ESTRATTO FORNITO.
Alle origini, infatti, troviamo il verbo sustinēre, un composto di sub e tenere (CORTELAZZO, M., ZOLLI, P., 1999) che arricchisce in modo significativo la nostra analisi e ci avvicina sempre di più alla comprensione dei concetti in questione. I valori delle parole e la loro forza ‘comunicativa’ dipendono dalle occorrenze e, di conseguenza, dall’uso funzionale che se ne fa. A tal proposito, seguendo le indicazioni fraseologiche di Campanini e Carboni (1995), siamo andati alla ricerca di quelle fonti in cui si attesta un certo uso di sustinēre. In Cicerone, leggiamo:

Olympiae per stadium ingressus esse Milo dicitur, cum umeris sustineret bovem. Utrum igitur has corporis an Pythagorae tibi malis vires ingeni dari? Si dice che Milone entrò per lo stadio ad Olimpia reggendo (portando) un bue sulle spalle. Pertanto, tu preferisci che ti siano date queste forze del corpo o le forze dell’ingegno di Pitagora? (Cato maior de senectute 10, 33, trad. nostra).

Est igitur proprium munus magistratus intellegere se gerere personam civitatis debereque eius dignitatem et decus sustinere. È dunque compito proprio del magistrato comprendere che egli rappresenta lo Stato e che deve perciò sostenerne la dignità e il decoro (De officiis I, 124, trad. nostra).

INSIEME DI DATI.
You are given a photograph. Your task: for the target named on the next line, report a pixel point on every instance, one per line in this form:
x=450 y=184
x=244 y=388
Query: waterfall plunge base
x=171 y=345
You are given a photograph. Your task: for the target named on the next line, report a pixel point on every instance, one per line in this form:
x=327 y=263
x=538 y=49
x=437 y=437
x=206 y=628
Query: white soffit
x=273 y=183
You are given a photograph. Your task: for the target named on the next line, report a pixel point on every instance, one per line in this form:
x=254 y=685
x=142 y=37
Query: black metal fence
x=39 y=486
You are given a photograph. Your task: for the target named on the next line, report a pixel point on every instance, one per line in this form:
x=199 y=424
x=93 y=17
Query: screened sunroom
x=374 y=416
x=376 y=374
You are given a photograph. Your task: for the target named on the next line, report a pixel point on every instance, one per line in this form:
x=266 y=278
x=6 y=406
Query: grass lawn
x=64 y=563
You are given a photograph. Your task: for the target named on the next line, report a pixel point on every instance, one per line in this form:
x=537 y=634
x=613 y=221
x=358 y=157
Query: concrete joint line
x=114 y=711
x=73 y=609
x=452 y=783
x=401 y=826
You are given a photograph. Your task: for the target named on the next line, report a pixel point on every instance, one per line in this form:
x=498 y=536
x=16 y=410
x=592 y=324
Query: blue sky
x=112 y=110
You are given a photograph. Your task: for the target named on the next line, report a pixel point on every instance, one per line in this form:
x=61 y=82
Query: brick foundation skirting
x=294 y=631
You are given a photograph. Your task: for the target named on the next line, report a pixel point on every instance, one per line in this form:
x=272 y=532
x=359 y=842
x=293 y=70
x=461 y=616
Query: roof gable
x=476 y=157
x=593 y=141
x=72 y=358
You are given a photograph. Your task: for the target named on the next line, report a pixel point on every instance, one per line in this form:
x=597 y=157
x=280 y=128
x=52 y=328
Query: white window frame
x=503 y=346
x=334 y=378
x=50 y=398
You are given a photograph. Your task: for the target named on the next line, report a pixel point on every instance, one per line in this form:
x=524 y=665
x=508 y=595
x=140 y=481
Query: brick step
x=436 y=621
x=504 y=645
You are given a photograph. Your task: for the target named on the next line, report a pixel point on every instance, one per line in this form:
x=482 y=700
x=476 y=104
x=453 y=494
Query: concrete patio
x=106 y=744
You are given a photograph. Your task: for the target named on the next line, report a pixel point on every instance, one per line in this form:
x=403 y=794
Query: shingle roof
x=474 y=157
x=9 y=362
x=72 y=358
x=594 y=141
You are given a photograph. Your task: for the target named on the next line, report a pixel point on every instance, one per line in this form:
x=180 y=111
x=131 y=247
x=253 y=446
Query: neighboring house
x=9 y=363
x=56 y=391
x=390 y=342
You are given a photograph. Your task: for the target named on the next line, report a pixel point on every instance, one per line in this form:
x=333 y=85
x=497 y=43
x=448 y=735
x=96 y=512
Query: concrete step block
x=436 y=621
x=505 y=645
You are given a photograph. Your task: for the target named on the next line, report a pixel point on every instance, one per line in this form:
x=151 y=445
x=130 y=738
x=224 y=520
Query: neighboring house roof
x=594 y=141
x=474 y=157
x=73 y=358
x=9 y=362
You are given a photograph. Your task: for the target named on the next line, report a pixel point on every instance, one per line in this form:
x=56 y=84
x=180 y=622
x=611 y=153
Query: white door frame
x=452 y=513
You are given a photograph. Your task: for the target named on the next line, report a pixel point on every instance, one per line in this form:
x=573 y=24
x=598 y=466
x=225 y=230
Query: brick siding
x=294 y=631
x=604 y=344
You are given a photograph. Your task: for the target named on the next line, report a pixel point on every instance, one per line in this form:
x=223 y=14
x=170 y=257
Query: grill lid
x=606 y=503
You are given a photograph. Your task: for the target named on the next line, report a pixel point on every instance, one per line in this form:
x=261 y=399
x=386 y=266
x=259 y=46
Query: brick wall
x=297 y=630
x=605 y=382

ESERCIZIO.
Trascrivi parola per parola dall'estratto sull'origine del verbo sustinēre il tratto che va da "Est igitur proprium" fino a "124, trad. nostra).".

SOLUZIONE ESERCIZIO.
Est igitur proprium munus magistratus intellegere se gerere personam civitatis debereque eius dignitatem et decus sustinere. È dunque compito proprio del magistrato comprendere che egli rappresenta lo Stato e che deve perciò sostenerne la dignità e il decoro (De officiis I, 124, trad. nostra).